— Angezeigter Text —
===============
Schwäbische Zeitung (Sigmaringen)
Bergwacht mahnt zur Vorsicht auf dem Schlitten
Allein zehn Einsätze seit Weihnachten – Rettung für Wanderer und Biker in Not
ZOLLERNALBKREIS - Von Rodlern, die sich überschätzen, bis hin zu Wanderern mit falschem Schuhwerk: Die DRK-Bergwacht Zollernalb ist in diesen Tagen im Dauereinsatz.
Bergwacht-Chef Edwin Blessing ist kein Mann des erhobenen Zeigefingers. „Die Leute sollen raus“, sagt er. „Niemand will gerne eingesperrt sein.“Dass die Albstädter Traufgänge an manchen Tagen regelrecht von Ausflüglern aus dem Tübinger, Reutlinger, Esslinger oder Stuttgarter Raum belagert sind – für Blessing durchaus nachvollziehbar. „Wenn jemand in der Stadt wohnt, mit Kindern, und dann der erste Schnee fällt, dann will man einfach raus aufs Land.“Und an sich, findet Blessing, wäre das auch völlig in Ordnung – jedenfalls, so lange die Leute Abstand halten.
Ein kleines Problem gibt es aber doch: Weil es coronabedingt keinen Skibetrieb gibt, greifen viele zum Schlitten. „Und da“, sagt Blessing, „muss man sich schon klar machen, dass man unter Umständen jahrelang nicht mehr draufgesessen hat und vielleicht gar nicht mehr so beweglich ist.“Denn ansonsten endet die rasante Fahrt schnell an einem Baum – wie vor einer Woche unterhalb des Lochens. Aber auch Wanderer seien gut beraten, insbesondere auf gutes Schuhwerk zu achten, mahnt Blessing. Seine einfache Regel, die man sich hinter die Ohren schreiben möge: „Es ist halt Winter.“Traufgang-Wanderer in sommerlichen Turnschuhen sieht Blessing dieser Tage deshalb gar nicht gerne – denn die Wege sind glatt, und die Abhänge am Albtrauf steil. Häufig sei es der Leichtsinn, der Übermut, der dazu führe, dass die Bergretter ran müssen, sagt Blessing.
Und dies unter erschwerten Corona-Bedingungen: „Bereits im März haben wir unsere Einsatztaktik geändert“, sagt Blessing. Die Maske – für die Retter ist sie obligatorisch, dazu Brille und Schutzhandschuhe. „Wir haben außerdem eine Plastikschutzhülle
dabei.“Damit, so Blessing, könnten sie eine Art mobile Isolierstation errichten, bestehe bei einem Patienten akuter Coronaverdacht. „Und wir müssen natürlich außerdem die Desinfektion organisieren.“
Auch dürften die zahlreichen Einsätze der Bergwacht nicht im Sinne der Väter und Mütter der CoronaVerordnung sein: Denn neben der Kontaktvermeidung hatten sie sich vom eingestellten Liftbetrieb auch eine Entlastung für die Klinken – also weniger Einlieferungen verunfallter Patienten – versprochen. Tatsächlich dürften sich die Einsatzzahlen aber kaum von denen in den Vorjahren unterscheiden, wenn nicht sogar steigen, schätzt Blessing. Um die 30mal rücken sie üblicherweise pro Jahr aus, allein seit Weihnachten zählt die DRK-Bergwacht Zollernalb mehr als zehn Einsätze. Darunter: verunglückte Rodler, Wanderer, Langläufer – und ein Fotograf, der für ein Foto „von der schönsten Region der Welt“, wie die Bergwacht in ihrem Bericht schreibt, auf einen Baum geklettert war – der dem Mann nicht standhielt.
===============
— Angezeigte Daten —
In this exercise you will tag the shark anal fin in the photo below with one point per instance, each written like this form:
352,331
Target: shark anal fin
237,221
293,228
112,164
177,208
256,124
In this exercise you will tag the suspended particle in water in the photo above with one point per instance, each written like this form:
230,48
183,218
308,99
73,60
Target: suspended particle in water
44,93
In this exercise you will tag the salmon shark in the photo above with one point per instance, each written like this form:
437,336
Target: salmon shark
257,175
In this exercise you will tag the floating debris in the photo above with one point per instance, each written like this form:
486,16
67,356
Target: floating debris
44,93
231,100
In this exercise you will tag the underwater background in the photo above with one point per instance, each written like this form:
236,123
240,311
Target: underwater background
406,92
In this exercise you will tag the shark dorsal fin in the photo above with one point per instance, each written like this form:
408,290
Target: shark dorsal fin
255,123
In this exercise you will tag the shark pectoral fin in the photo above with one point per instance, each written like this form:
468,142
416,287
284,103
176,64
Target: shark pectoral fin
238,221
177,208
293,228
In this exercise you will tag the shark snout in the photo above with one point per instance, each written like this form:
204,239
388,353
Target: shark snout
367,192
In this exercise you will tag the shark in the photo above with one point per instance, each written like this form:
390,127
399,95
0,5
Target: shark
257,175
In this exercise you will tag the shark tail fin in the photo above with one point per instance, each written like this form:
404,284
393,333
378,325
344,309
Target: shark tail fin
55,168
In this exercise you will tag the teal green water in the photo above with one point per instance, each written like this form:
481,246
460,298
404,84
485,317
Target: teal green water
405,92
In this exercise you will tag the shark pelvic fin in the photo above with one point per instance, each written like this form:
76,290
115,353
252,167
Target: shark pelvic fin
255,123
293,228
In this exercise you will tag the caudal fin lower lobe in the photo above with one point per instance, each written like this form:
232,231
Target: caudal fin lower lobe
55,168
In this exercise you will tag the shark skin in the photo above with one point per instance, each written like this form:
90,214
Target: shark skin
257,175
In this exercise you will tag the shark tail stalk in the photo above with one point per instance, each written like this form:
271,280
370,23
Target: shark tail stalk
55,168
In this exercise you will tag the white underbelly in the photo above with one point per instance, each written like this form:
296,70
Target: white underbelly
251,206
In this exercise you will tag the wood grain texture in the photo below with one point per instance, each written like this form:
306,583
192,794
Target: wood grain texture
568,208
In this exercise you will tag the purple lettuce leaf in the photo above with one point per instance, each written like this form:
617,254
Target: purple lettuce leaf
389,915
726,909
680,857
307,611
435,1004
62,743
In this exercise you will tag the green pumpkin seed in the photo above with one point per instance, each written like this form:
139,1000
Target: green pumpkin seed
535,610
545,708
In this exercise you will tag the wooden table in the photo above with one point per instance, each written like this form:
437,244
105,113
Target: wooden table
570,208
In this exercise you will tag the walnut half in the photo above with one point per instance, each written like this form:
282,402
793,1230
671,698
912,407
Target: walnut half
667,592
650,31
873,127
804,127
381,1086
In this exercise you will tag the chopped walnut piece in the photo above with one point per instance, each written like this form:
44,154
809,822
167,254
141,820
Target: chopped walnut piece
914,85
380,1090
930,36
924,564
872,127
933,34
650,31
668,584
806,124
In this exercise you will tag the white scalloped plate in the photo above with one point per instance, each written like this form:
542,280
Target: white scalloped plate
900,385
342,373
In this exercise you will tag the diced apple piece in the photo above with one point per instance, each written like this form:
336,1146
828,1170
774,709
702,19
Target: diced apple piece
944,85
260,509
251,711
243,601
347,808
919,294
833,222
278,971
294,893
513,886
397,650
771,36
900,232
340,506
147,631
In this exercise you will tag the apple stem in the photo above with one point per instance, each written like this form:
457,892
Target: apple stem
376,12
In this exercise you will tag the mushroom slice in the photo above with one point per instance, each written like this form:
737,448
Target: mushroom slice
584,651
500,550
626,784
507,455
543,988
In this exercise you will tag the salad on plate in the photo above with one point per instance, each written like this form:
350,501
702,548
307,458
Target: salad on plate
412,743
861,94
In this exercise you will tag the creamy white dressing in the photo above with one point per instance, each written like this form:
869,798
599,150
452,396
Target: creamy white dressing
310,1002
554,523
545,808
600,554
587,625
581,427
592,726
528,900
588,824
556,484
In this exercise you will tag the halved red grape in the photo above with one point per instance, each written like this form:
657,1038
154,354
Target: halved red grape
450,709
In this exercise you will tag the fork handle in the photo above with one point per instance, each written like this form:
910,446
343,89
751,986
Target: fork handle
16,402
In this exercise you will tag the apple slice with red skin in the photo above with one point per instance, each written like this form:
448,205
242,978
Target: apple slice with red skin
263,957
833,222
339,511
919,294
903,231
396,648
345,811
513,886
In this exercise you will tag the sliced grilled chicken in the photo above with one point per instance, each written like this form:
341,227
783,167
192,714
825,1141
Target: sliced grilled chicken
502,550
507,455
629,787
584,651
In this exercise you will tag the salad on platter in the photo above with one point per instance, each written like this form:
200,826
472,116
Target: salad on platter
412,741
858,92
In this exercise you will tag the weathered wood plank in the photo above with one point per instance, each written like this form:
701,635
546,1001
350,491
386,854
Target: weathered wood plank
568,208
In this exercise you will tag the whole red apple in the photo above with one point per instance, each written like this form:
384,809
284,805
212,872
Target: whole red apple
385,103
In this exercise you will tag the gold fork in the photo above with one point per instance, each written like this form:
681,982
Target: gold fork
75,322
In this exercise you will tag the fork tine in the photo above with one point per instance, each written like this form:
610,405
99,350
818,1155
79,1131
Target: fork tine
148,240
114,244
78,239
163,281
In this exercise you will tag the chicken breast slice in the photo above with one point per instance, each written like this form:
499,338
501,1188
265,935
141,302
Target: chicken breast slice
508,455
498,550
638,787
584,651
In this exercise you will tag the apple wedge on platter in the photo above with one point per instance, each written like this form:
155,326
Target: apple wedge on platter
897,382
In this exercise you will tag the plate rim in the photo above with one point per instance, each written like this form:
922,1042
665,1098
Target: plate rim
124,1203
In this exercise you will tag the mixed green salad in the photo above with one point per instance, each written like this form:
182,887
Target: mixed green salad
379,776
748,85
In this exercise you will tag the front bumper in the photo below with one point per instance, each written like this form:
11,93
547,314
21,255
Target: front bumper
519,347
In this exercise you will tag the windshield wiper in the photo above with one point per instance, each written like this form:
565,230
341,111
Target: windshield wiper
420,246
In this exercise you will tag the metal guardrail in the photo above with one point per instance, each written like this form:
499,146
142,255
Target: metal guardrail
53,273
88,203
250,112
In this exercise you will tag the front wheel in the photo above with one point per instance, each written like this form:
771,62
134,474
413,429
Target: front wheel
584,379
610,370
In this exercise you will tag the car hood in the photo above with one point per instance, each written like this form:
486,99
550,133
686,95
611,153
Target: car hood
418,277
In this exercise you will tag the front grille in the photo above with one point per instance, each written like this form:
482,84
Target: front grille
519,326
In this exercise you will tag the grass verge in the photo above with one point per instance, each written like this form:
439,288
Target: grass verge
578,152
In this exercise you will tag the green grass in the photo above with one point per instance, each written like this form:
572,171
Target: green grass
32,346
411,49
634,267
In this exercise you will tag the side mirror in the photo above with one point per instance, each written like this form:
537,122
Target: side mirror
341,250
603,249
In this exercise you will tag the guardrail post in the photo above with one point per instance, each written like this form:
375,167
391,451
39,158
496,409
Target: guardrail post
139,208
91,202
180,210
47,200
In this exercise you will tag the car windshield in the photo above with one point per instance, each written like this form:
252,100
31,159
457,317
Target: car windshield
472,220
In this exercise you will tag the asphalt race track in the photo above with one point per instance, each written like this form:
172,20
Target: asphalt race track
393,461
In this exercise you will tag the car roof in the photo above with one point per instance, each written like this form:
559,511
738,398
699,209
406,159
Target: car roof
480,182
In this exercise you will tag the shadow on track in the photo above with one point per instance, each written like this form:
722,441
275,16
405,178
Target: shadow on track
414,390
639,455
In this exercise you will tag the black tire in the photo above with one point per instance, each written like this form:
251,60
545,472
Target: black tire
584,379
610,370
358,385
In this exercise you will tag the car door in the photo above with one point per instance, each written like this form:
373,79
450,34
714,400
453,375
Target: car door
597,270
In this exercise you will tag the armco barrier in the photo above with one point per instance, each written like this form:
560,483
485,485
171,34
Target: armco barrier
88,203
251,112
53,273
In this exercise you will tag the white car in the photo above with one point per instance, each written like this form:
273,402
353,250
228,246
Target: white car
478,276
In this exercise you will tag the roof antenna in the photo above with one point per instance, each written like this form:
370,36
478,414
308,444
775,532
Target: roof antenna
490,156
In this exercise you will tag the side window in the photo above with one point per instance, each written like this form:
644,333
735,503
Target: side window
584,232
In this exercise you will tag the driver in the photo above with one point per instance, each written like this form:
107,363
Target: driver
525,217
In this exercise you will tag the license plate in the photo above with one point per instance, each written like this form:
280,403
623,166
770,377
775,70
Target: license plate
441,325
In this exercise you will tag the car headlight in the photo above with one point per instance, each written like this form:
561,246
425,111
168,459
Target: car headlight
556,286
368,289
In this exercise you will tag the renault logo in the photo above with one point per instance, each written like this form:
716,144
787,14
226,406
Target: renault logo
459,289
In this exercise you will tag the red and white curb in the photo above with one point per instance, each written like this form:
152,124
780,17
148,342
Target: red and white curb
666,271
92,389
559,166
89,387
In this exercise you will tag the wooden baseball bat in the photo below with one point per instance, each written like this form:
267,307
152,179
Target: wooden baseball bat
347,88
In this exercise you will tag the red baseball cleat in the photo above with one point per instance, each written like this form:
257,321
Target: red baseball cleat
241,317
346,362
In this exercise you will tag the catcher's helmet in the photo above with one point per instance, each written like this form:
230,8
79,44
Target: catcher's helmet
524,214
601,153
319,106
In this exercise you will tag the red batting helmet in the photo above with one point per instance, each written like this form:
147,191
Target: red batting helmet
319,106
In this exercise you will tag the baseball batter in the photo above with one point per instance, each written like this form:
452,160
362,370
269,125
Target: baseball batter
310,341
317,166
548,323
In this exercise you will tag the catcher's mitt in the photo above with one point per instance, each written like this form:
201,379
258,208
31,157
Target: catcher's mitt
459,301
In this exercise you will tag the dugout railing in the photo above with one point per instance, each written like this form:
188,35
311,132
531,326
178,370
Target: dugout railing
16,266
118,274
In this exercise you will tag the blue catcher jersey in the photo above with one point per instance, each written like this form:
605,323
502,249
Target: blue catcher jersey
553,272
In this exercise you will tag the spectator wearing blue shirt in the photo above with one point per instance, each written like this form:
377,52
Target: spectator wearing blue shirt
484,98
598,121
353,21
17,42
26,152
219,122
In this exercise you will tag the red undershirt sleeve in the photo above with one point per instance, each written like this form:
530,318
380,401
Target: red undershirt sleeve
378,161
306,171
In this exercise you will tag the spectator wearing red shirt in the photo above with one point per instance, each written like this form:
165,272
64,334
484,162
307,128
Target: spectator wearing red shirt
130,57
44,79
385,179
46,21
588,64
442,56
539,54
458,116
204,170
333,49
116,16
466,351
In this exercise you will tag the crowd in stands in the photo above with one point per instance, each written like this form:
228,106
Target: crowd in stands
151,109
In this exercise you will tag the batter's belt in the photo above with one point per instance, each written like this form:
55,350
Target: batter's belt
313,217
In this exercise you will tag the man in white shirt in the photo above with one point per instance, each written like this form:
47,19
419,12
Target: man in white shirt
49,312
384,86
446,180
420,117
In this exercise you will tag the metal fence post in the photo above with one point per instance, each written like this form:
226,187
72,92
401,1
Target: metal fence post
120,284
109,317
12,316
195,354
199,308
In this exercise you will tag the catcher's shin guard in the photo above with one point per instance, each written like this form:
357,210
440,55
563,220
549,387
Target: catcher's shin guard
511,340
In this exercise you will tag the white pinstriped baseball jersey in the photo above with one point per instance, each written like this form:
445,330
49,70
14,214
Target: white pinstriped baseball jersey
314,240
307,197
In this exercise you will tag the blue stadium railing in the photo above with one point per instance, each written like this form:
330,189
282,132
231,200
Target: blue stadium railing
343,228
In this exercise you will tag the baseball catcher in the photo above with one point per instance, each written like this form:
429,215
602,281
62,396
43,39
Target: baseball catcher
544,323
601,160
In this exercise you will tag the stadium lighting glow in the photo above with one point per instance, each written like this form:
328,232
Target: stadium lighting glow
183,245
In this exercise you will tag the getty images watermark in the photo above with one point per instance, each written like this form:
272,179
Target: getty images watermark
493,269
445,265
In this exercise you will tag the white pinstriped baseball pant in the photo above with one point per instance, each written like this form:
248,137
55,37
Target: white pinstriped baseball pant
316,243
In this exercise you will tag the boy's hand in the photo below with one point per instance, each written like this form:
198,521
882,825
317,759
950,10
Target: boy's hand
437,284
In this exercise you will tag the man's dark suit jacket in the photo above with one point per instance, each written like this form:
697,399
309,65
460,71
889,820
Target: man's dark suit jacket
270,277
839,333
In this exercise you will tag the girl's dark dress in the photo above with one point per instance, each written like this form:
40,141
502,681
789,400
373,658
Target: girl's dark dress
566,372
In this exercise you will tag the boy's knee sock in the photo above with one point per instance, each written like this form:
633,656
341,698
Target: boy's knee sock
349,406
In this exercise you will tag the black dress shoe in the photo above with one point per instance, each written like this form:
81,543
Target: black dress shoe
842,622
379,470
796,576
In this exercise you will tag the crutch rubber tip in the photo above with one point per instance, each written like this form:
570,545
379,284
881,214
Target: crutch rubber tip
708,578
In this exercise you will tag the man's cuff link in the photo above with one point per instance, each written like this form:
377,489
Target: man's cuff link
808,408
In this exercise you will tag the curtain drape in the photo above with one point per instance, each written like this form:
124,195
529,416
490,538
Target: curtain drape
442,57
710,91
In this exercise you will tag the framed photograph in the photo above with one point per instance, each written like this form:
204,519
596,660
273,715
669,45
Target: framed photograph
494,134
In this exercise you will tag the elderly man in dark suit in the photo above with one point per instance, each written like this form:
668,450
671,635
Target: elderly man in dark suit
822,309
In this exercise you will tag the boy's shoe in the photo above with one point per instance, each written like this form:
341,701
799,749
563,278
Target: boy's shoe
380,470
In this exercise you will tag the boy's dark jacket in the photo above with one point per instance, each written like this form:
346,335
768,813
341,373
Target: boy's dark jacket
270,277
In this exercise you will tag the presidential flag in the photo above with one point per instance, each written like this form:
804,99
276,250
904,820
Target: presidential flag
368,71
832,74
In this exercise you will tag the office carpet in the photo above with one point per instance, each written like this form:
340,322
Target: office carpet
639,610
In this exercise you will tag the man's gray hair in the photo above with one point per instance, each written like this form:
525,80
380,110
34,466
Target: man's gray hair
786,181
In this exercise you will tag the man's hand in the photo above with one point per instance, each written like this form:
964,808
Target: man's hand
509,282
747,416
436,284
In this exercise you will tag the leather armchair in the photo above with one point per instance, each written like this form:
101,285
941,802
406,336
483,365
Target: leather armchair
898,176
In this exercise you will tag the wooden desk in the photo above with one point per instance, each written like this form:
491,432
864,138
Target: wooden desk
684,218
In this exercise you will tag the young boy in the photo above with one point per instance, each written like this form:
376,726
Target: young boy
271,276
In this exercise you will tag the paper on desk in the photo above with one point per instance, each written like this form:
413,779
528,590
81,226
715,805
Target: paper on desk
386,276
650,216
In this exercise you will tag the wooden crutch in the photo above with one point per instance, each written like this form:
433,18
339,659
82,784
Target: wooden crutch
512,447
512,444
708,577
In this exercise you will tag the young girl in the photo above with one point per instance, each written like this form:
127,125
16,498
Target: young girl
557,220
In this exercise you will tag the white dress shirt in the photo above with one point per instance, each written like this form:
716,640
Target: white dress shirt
===============
— Aufgaben —
**A.** Fasse den Absatz im Artikel über die Bergwacht, der mit „Ein kleines Problem gibt es aber doch“ anfängt, kürzer als Liste zusammen und behalte die wichtigsten Fakten.
**B.** Zitiere aus dem Artikel über die Bergwacht den Abschnitt von „Bergwacht-Chef Edwin Blessing“ bis „Leute Abstand halten.“ wortgetreu.
Die Zeilen haben mit dem Text nichts zu tun.

— Lösungen —
**A.**
- Weil es wegen Corona keinen Skibetrieb gibt, fahren viele Leute Schlitten.
- Blessing rät, sich klarzumachen, dass man vielleicht jahrelang nicht mehr gerodelt hat und weniger beweglich ist. Sonst endet die Fahrt schnell an einem Baum, wie vor einer Woche unterhalb des Lochens.
- Wanderer sollen vor allem auf gutes Schuhwerk achten. Seine Regel lautet: „Es ist halt Winter.“
- Sommerliche Turnschuhe auf den Traufgängen sieht er ungern, weil die Wege glatt und die Abhänge am Albtrauf steil sind.
- Oft sind Leichtsinn und Übermut der Grund, warum die Bergretter ausrücken müssen.

**B.**
Bergwacht-Chef Edwin Blessing ist kein Mann des erhobenen Zeigefingers. „Die Leute sollen raus“, sagt er. „Niemand will gerne eingesperrt sein.“Dass die Albstädter Traufgänge an manchen Tagen regelrecht von Ausflüglern aus dem Tübinger, Reutlinger, Esslinger oder Stuttgarter Raum belagert sind – für Blessing durchaus nachvollziehbar. „Wenn jemand in der Stadt wohnt, mit Kindern, und dann der erste Schnee fällt, dann will man einfach raus aufs Land.“Und an sich, findet Blessing, wäre das auch völlig in Ordnung – jedenfalls, so lange die Leute Abstand halten.